● Task to carry out
Set out the material below as a Markdown table with two columns, Row and Line: number each line in order under Row and put the line itself under Line, omitting blank lines.

● Raw data
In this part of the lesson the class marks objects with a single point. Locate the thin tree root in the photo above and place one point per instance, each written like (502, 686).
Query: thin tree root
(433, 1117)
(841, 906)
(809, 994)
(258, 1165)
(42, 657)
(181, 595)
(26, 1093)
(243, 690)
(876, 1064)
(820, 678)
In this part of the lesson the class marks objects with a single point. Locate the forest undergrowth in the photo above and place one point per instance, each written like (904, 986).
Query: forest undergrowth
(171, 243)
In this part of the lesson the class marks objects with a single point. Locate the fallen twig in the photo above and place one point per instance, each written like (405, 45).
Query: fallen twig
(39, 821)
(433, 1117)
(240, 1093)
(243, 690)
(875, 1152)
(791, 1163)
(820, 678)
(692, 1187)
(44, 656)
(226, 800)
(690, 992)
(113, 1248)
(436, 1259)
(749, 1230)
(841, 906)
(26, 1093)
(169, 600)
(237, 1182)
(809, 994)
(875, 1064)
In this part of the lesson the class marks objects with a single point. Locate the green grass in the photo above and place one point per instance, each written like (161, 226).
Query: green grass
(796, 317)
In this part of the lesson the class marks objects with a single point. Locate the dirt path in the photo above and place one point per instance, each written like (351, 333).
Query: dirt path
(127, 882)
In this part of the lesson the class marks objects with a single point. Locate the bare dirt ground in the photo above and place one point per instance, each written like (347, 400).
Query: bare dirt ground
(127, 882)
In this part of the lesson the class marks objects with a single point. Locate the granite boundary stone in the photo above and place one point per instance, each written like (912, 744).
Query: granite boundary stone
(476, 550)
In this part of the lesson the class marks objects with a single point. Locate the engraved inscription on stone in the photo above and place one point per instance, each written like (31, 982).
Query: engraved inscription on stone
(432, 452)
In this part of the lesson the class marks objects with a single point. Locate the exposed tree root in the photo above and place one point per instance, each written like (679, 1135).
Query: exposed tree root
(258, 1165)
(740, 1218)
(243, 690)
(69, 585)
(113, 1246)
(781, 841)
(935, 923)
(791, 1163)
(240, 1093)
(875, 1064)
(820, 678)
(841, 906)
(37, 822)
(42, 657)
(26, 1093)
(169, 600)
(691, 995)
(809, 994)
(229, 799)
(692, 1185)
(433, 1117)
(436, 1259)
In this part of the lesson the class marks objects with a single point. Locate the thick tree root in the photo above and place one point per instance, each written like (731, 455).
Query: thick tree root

● The output
| Row | Line |
|---|---|
| 1 | In this part of the lesson the class marks objects with a single point. Locate the thin tree root in the photo above and place one point per instance, each written like (502, 686). |
| 2 | Query: thin tree root |
| 3 | (433, 1117) |
| 4 | (841, 906) |
| 5 | (809, 994) |
| 6 | (258, 1165) |
| 7 | (42, 657) |
| 8 | (181, 595) |
| 9 | (26, 1093) |
| 10 | (243, 690) |
| 11 | (876, 1064) |
| 12 | (820, 678) |
| 13 | In this part of the lesson the class marks objects with a single point. Locate the forest undergrowth in the photo above and place one point per instance, each written like (904, 986). |
| 14 | Query: forest undergrowth |
| 15 | (171, 243) |
| 16 | In this part of the lesson the class marks objects with a single point. Locate the fallen twig in the photo above and place one point per instance, each written like (405, 45). |
| 17 | Query: fallen twig |
| 18 | (39, 821) |
| 19 | (433, 1117) |
| 20 | (240, 1093) |
| 21 | (243, 690) |
| 22 | (875, 1152) |
| 23 | (791, 1163) |
| 24 | (820, 678) |
| 25 | (692, 1187) |
| 26 | (44, 656) |
| 27 | (226, 800) |
| 28 | (690, 992) |
| 29 | (113, 1248) |
| 30 | (436, 1259) |
| 31 | (749, 1230) |
| 32 | (841, 906) |
| 33 | (26, 1093) |
| 34 | (169, 600) |
| 35 | (237, 1182) |
| 36 | (809, 994) |
| 37 | (875, 1064) |
| 38 | In this part of the lesson the class marks objects with a single point. Locate the green grass in the photo above and place one point per instance, each written like (161, 226). |
| 39 | Query: green grass |
| 40 | (796, 317) |
| 41 | In this part of the lesson the class marks objects with a single point. Locate the dirt path in the photo above and place one point per instance, each written like (351, 333). |
| 42 | Query: dirt path |
| 43 | (127, 882) |
| 44 | In this part of the lesson the class marks objects with a single point. Locate the bare dirt ground in the photo above and place one point per instance, each written like (347, 400). |
| 45 | Query: bare dirt ground |
| 46 | (127, 882) |
| 47 | In this part of the lesson the class marks objects with a single point. Locate the granite boundary stone in the photo above and place one point per instance, each written like (912, 744). |
| 48 | Query: granite boundary stone |
| 49 | (476, 550) |
| 50 | In this part of the lesson the class marks objects with a single point. Locate the engraved inscription on stone in the photo above and place one point per instance, each written like (31, 982). |
| 51 | Query: engraved inscription on stone |
| 52 | (432, 452) |
| 53 | In this part of the lesson the class marks objects with a single point. Locate the exposed tree root in the photo above and place one point per instance, each written like (679, 1135). |
| 54 | Query: exposed tree root |
| 55 | (258, 1165) |
| 56 | (740, 1218) |
| 57 | (243, 690) |
| 58 | (69, 585) |
| 59 | (113, 1246) |
| 60 | (781, 841) |
| 61 | (935, 923) |
| 62 | (791, 1163) |
| 63 | (240, 1093) |
| 64 | (875, 1064) |
| 65 | (820, 678) |
| 66 | (841, 906) |
| 67 | (37, 822) |
| 68 | (42, 657) |
| 69 | (26, 1093) |
| 70 | (169, 600) |
| 71 | (691, 995) |
| 72 | (809, 994) |
| 73 | (229, 799) |
| 74 | (692, 1185) |
| 75 | (433, 1117) |
| 76 | (436, 1259) |
| 77 | In this part of the lesson the class marks objects with a single point. Locate the thick tree root in the photo above and place one point per instance, each written like (731, 455). |
| 78 | Query: thick tree root |